● Source passage
_ _ _

6. Employee pricing commercials

7. Librals protesting the war on terrorism and sympatizing with how the american government is treating the terrorist as POWs.

8. Mitt Romney is he or is he not running for president. (Fullfill you obligation as Governor Of Assachusetts first)

9. Mothers and fathers fighting over their kids sporting events (When thier kids get a multimillion dollar contract for playing sports then we can talk)

10. Celebraties speaking political veiws and opinions about subjects they know nothing about (Hey Alex Baldwin you said you were going to leave the country if president Bush was elected He has been elected twice and you are still here???)


----------



## cj3441 (Oct 14, 2004)

1. Being asked for and then explaining directions to someone only to be asked if there is a better way than the one you just gave them.

2. The need for people to stop at any scene where there are blue lights to ask "what's going on?"

3. Newspaper quotes when a known gang member is killed and an aunt says the deceased was " a great kid/father/, who brought smiles to everone's face and lit up a room etc.."

4. Section 8 housing (hmmm so let me get this straight if I do nothing and don't work I get to live for free?!)

5. Seeing my life flash in front of my eyes as the soccer mom with a Tahoe or Denali nearly kills me trying to switch lanes!


----------



## stm4710 (Jul 6, 2004)

1. Sales tax.
2. The goverment forceing you to buy a private companys product......IE auto insurance. New Hampshire hasnt seemed to fall in to the Abyss yet. :roll: 
3. The way public education is tanking buy catering to standerdized testing crap and being so toucy feely and makeing sure a teenage girl knows how to put a condom on despite the fact she cant add. 
4. Mass. OEMS
5. Officers that get there jobs buy being political hacks, not by qualifications or credentials. :evil:


----------



## MVS (Jul 2, 2003)

1. Civil Service

2. Girls that don't go commando.

3. People who fail to pull right when I'm going to a call.

4. People who pound their hands on tables like 4 year olds.

5. Brining your wife on a Booze cruise with tons of chics that are all drunk :sad:

6. Animal beaters. And yes Mr. C, Cats are animals too.

7. I also hate people that get into the passing/fast lane and drive slower than everyone else. There should be a legal exception to run them off the road.

8. The fan next to me blowing papers around.. arrggh!!

9. I don't like it when co-workers like to point large guns at me with the laser sight dot on my forehead.

10. People that don't tell me where the fucking boat is when I ask.


----------



## BlackOps (Dec 29, 2004)

_ _ _

● Dataset entries

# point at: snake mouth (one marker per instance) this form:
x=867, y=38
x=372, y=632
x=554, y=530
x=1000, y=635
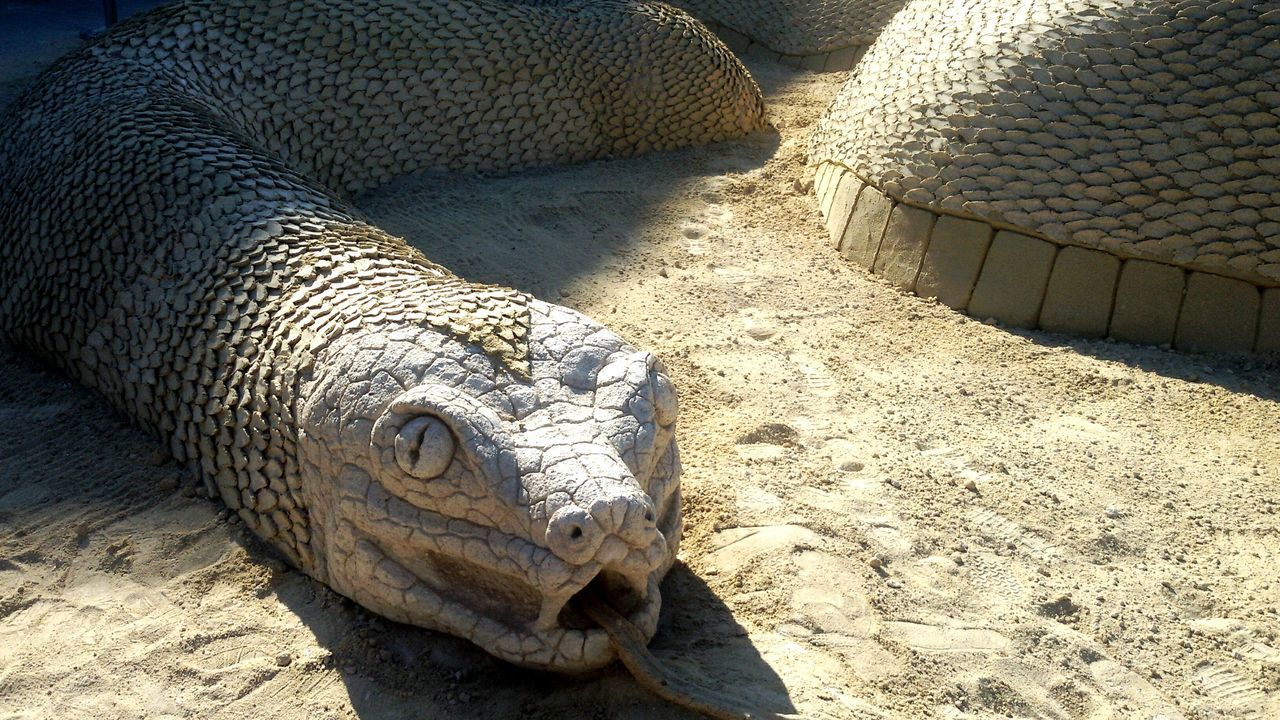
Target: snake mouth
x=612, y=588
x=511, y=619
x=515, y=600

_ _ _

● Required task 1
Which usernames head the posts in the pet peeves thread?
● Required task 2
Could you turn each line of the listing into a Markdown table with the columns Row and Line, skipping blank lines and leaving out the picture?

● Complete output 1
cj3441, stm4710, MVS, BlackOps

● Complete output 2
| Row | Line |
|---|---|
| 1 | # point at: snake mouth (one marker per instance) this form: |
| 2 | x=867, y=38 |
| 3 | x=372, y=632 |
| 4 | x=554, y=530 |
| 5 | x=1000, y=635 |
| 6 | Target: snake mouth |
| 7 | x=612, y=588 |
| 8 | x=511, y=619 |
| 9 | x=515, y=600 |